Cosa fare:
[1] In quale giornale è uscito l'editoriale di Piero Sansonetti citato nell'articolo su papa Francesco e la Calabria?
[2] Riporta dall'articolo su papa Francesco e la Calabria il brano tra "Con l’editoriale pubblicato" e "stata la realtà.", estremi inclusi.
[3] Prosegui l'articolo su papa Francesco e la Calabria dal punto in cui si interrompe.

Estratto:
Papa Francesco

Papa Francesco e la riflessione appannata sulla Calabria

di Giuseppe Candido

Con l’editoriale pubblicato in forma di lettera a pagina tre dell’edizione calabra del Garantista di oggi, sabato 21 giugno, in occasione della visita di Papa in Calabria il direttore Piero Sansonetti chiede a Francesco di non credere a ciò che “Le diranno”.

Le diranno – scrive Sansonetti – che qui c’è un solo problema: la ‘ndrangheta, la malavita. Le faranno capire che il popolo calabrese, in fondo in fondo, è incline al delitto. Le spiegheranno – dice ancora Sansonetti rivolgendosi al Papa degli ultimi, – che la questione calabrese è una questione criminale” e che “Per risolverla servono poliziotti, giudici, carcere, manette, forse anche l’esercito”.

L’immaginazione di Sansonetti su ciò che avrebbero potuto raccontare al Papa e, conseguentemente, consigliargli di dire non sembrano discostarsi da ciò che deve essere poi stata la realtà.

La ‘ndrangheta – dice il Papa – è adorazione del male, i mafiosi non sono in comunione con Dio sono scomunicati”. Senza appello, senza possibilità di perdono né di redenzione.

Contenuto del dataset:
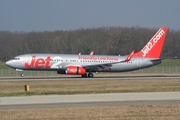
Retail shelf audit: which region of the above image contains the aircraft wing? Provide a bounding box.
[82,50,135,70]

Soluzioni:
[1] Nell'edizione calabra del Garantista, a pagina tre.

[2]
Con l’editoriale pubblicato in forma di lettera a pagina tre dell’edizione calabra del Garantista di oggi, sabato 21 giugno, in occasione della visita di Papa in Calabria il direttore Piero Sansonetti chiede a Francesco di non credere a ciò che “Le diranno”.

Le diranno – scrive Sansonetti – che qui c’è un solo problema: la ‘ndrangheta, la malavita. Le faranno capire che il popolo calabrese, in fondo in fondo, è incline al delitto. Le spiegheranno – dice ancora Sansonetti rivolgendosi al Papa degli ultimi, – che la questione calabrese è una questione criminale” e che “Per risolverla servono poliziotti, giudici, carcere, manette, forse anche l’esercito”.

L’immaginazione di Sansonetti su ciò che avrebbero potuto raccontare al Papa e, conseguentemente, consigliargli di dire non sembrano discostarsi da ciò che deve essere poi stata la realtà.

[3]
A Cassano allo Jonio, una terra martoriata dalla guerra tra ‘ndrine”, è l’incipit di TMNews e rimarca che qui si è “aperto l’anno con la barbara uccisione di un bambino di 3 anni, Cocò Campolongo, ucciso insieme al nonno e alla sua compagna”.

Il Papa in Calabria scomunica i mafiosi” diventa, addirittura, il ritornello delle principali testate giornalistiche. E su questo ricamano di tutto e di più.

La Chiesa deve dire di no alla ‘ndrangheta. I mafiosi sono scomunicati”, sottolinea il Fatto Quotidiano.

Papa Francesco
Papa Francesco, foto Avvenire.it

Papa Francesco, infatti, dopo poche parole sul “perdono” che Gesù chiedeva e sul fatto di “accompagnare” il reinserimento sociale rivolte ai detenuti del carcere di Castrovillari, ha parlato poi di “’ndrangheta” e della piaga che attanaglia questa terra, come “adorazione del male e disprezzo del bene comune”.

E non ha parlato invece delle cose con le quali Sua Santità ha di fatto cambiato lo Stato Vaticano: cioè l’abolizione dell’ergastolo e l’introduzione, nel codice canonico, del reato di tortura; quelle torture che in Italia ci sono proprio nelle carceri e per le quali l’Europa ha condannato l’Italia nel gennaio 2013 proprio a causa dei trattamenti inumani e degradanti. Il Papa vicino agli ultimi che nella sua Argentina da Vescovo chiedeva perdono e invocava amnistia per i carcerati, per la Calabria criminale solo timide parole su Gesù e il perdono al carcere di Castrovillari, ma affondo e scomunica irrevocabile alla ‘ndrangheta.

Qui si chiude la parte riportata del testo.